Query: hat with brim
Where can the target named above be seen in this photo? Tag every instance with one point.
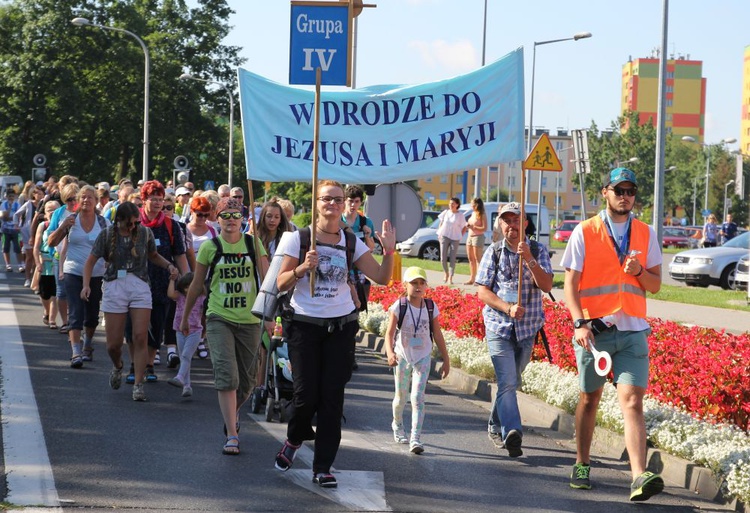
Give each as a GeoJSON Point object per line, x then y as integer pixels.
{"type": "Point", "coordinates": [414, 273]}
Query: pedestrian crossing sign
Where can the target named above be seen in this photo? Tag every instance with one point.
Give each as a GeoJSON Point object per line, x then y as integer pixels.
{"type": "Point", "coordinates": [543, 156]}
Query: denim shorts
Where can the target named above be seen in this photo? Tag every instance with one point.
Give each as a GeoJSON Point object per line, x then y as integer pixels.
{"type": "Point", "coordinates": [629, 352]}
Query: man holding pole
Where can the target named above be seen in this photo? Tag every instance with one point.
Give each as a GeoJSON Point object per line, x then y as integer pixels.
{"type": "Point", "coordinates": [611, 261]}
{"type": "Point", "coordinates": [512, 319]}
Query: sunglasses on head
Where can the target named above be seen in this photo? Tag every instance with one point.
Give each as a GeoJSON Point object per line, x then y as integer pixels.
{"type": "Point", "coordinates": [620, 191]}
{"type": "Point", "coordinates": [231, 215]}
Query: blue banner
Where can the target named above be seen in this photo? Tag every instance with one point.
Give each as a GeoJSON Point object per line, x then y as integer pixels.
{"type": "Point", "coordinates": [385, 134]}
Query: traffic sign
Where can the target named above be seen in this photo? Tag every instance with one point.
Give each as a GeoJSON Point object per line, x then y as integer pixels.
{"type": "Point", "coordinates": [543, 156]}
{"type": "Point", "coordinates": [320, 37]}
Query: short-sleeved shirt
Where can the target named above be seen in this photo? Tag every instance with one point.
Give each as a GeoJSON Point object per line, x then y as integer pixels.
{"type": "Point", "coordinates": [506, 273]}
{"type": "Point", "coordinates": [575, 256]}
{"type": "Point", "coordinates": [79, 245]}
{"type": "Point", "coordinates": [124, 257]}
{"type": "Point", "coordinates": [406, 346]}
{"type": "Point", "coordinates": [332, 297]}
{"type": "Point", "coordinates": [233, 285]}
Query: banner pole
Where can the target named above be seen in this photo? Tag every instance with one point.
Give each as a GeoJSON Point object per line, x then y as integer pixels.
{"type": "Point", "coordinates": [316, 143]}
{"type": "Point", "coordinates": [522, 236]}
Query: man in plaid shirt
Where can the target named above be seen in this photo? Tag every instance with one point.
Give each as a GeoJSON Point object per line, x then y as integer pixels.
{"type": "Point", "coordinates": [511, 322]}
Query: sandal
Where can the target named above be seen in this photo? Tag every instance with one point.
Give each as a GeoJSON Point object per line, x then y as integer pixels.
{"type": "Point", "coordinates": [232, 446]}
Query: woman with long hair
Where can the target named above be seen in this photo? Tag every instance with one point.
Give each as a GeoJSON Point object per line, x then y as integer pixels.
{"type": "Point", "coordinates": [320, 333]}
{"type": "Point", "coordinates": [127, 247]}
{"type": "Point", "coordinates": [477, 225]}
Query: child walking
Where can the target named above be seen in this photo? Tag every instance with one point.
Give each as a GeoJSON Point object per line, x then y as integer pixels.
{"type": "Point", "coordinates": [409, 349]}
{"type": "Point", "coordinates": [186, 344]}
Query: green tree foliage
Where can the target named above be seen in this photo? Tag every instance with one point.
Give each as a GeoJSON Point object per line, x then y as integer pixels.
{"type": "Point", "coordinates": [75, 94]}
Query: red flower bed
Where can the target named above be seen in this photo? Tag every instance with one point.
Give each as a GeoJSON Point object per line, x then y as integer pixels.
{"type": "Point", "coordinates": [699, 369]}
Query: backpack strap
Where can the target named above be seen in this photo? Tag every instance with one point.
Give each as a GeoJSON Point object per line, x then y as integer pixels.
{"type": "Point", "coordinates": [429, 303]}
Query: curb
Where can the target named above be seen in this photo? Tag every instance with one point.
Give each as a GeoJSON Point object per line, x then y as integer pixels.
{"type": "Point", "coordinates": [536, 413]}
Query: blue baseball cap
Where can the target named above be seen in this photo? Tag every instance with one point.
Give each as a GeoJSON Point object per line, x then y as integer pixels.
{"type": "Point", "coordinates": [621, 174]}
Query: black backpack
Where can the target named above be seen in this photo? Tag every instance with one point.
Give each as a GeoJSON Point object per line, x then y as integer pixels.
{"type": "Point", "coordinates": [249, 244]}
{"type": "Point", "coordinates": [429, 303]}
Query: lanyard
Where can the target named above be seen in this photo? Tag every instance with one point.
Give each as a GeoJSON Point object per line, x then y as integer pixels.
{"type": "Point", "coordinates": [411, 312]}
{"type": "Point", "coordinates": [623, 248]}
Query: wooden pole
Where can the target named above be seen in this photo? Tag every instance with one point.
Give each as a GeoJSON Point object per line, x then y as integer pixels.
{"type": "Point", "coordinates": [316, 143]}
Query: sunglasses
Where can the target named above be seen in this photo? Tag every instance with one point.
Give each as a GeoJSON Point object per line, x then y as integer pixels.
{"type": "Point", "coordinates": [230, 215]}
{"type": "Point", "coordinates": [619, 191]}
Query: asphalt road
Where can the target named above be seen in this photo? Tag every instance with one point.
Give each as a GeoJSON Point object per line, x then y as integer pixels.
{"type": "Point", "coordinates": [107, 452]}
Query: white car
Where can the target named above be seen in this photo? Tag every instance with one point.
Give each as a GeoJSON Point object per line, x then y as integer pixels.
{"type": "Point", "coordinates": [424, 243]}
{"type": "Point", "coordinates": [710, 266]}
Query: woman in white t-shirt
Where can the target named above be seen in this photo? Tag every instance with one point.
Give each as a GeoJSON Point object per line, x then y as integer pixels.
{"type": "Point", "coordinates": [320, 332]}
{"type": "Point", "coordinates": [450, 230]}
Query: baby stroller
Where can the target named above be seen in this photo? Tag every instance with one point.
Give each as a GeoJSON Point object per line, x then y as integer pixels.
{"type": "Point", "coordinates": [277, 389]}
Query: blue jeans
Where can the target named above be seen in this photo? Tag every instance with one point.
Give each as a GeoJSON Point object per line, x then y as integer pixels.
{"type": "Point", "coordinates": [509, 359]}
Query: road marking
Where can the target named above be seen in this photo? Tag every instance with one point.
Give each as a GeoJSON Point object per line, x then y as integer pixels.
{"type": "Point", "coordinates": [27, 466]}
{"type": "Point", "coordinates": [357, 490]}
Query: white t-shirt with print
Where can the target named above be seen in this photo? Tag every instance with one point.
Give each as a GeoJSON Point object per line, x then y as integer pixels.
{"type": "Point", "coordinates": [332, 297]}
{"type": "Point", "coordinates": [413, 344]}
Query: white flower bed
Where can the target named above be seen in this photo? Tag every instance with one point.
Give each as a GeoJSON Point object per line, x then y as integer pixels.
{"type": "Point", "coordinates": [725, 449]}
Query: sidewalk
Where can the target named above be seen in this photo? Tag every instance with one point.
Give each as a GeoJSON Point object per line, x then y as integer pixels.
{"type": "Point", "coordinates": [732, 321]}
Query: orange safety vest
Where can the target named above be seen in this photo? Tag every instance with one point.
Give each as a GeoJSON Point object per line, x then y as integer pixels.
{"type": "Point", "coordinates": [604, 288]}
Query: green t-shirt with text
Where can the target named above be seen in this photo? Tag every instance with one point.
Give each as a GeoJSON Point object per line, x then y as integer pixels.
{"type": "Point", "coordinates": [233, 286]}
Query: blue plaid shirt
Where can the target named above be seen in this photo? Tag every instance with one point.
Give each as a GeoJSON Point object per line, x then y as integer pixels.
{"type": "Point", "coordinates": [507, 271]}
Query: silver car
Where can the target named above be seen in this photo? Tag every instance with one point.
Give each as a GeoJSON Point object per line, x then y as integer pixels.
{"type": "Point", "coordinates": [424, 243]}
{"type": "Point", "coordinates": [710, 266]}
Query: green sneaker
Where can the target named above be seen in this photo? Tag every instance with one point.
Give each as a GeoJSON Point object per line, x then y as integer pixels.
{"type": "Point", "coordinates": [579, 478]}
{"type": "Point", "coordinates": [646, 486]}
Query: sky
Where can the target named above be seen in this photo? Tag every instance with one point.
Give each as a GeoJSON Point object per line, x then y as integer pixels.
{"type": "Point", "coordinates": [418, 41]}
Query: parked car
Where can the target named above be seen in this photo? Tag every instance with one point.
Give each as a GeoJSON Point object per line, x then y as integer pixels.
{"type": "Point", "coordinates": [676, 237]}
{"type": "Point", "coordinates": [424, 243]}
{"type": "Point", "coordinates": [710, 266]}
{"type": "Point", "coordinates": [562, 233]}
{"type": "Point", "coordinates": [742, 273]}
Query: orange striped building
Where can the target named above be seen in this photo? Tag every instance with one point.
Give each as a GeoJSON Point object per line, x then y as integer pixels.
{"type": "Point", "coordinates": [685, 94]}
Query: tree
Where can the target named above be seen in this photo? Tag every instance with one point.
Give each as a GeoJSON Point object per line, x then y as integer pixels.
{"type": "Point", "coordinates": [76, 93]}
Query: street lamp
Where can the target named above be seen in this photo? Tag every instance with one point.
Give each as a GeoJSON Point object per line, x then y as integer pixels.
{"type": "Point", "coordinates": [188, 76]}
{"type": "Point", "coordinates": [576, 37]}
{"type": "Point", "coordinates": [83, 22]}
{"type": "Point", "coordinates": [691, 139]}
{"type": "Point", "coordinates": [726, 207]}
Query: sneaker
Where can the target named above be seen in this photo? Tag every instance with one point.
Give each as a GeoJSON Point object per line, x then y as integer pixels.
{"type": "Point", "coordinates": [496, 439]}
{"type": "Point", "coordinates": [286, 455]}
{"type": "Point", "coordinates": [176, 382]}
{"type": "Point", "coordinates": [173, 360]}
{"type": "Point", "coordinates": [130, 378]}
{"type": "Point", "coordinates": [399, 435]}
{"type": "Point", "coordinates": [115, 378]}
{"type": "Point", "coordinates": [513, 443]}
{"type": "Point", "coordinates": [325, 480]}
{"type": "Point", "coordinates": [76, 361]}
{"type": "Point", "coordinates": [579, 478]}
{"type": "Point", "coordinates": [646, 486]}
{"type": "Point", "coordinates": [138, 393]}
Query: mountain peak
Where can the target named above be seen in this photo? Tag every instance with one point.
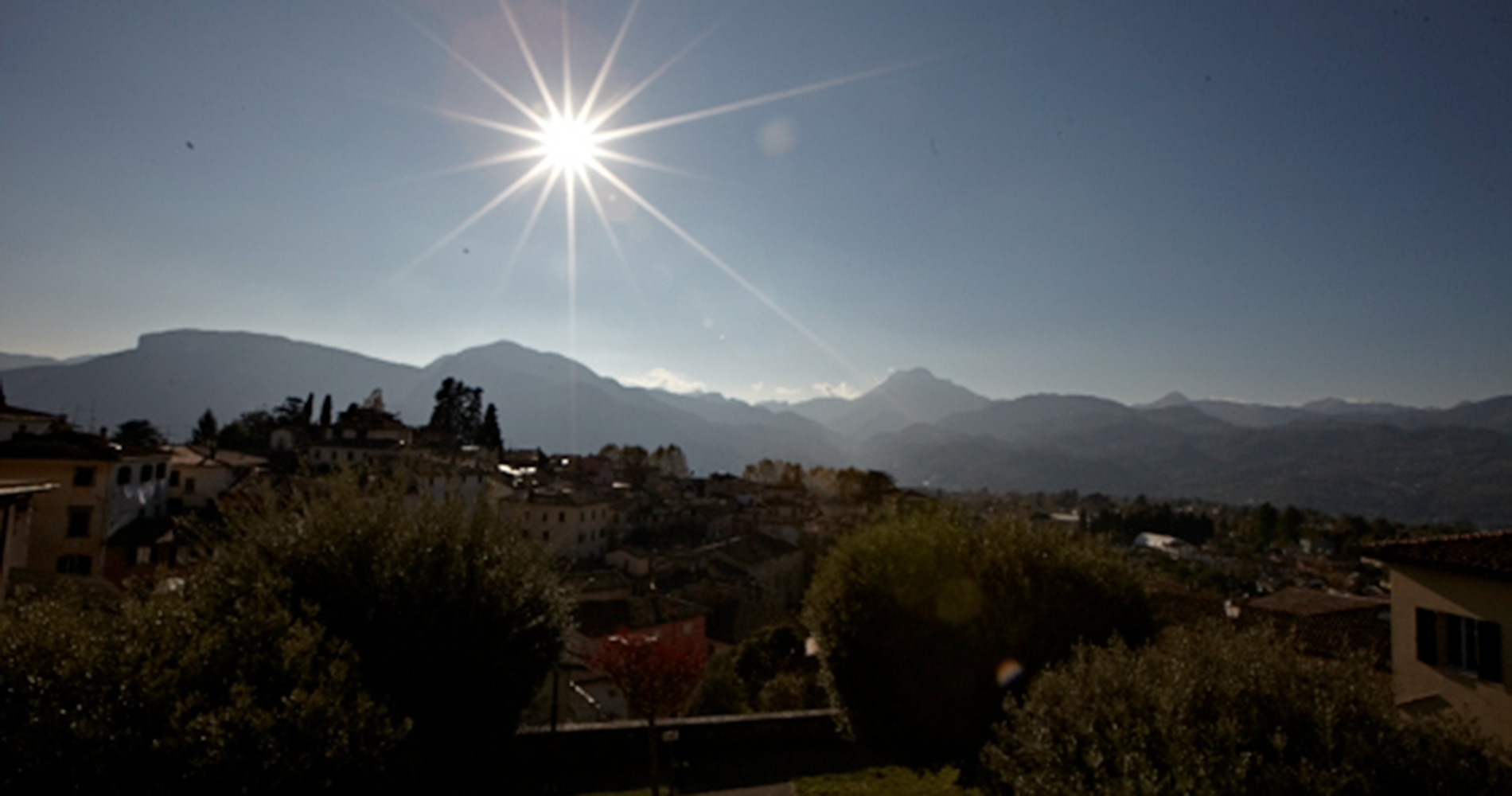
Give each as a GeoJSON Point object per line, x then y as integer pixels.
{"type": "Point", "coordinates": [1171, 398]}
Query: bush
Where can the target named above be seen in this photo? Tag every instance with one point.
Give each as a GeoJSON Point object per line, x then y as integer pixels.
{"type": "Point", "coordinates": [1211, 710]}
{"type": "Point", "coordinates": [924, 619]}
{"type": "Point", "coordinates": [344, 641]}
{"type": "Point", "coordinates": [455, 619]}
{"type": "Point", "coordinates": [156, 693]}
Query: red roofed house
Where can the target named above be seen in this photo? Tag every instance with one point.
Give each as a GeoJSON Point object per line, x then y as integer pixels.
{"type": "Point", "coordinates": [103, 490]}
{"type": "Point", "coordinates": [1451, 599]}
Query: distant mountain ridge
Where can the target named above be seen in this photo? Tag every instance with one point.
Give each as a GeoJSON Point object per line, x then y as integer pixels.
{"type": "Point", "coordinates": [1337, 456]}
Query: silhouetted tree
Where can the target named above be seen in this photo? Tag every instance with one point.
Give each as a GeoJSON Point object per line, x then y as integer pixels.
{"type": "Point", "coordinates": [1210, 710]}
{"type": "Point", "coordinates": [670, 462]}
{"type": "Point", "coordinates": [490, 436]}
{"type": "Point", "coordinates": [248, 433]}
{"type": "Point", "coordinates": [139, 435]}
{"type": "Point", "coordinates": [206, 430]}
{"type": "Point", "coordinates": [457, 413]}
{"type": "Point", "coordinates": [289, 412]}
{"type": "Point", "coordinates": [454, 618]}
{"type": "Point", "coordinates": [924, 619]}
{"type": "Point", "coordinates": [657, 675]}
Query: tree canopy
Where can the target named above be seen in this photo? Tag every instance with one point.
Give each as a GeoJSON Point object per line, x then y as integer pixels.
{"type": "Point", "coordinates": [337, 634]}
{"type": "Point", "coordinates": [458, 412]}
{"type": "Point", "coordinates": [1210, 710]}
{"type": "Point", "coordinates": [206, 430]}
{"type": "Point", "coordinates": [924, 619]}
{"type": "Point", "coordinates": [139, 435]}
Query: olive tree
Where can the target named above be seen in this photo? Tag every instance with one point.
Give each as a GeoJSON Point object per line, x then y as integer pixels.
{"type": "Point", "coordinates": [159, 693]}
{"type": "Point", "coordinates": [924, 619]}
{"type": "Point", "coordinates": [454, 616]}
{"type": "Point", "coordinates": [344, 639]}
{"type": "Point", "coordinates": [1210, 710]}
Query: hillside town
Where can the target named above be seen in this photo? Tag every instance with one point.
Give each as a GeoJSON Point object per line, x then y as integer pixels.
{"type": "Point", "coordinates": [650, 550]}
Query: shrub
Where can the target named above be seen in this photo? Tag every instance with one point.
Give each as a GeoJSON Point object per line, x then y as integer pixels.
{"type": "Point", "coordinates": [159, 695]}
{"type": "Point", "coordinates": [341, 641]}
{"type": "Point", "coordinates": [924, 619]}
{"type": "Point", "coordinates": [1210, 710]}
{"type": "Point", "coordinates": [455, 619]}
════
WHAT IS ASKED: Locate "Query: olive tree" in the data above. Then repeat, exactly, its line and each line after it through the last, adding nothing.

FINISHED TASK:
Query: olive tree
Where can the target named above be seen in this photo? Tag every instance with one point.
Give each as a GeoJSON Point object per line, x then y as integer pixels.
{"type": "Point", "coordinates": [159, 693]}
{"type": "Point", "coordinates": [924, 619]}
{"type": "Point", "coordinates": [454, 616]}
{"type": "Point", "coordinates": [344, 639]}
{"type": "Point", "coordinates": [1210, 710]}
Query: hillside town
Where can the target named above be seen in this photo? Tag every instance with one point.
Give each as a GeoJSON Point object per line, x then y as integer pixels.
{"type": "Point", "coordinates": [650, 550]}
Query: shrub
Where can the target named above be seen in this photo? Tag every instance with one point.
Give each as a GeoJSON Point object per line, x then y as integer pixels.
{"type": "Point", "coordinates": [159, 695]}
{"type": "Point", "coordinates": [341, 641]}
{"type": "Point", "coordinates": [924, 619]}
{"type": "Point", "coordinates": [1210, 710]}
{"type": "Point", "coordinates": [455, 619]}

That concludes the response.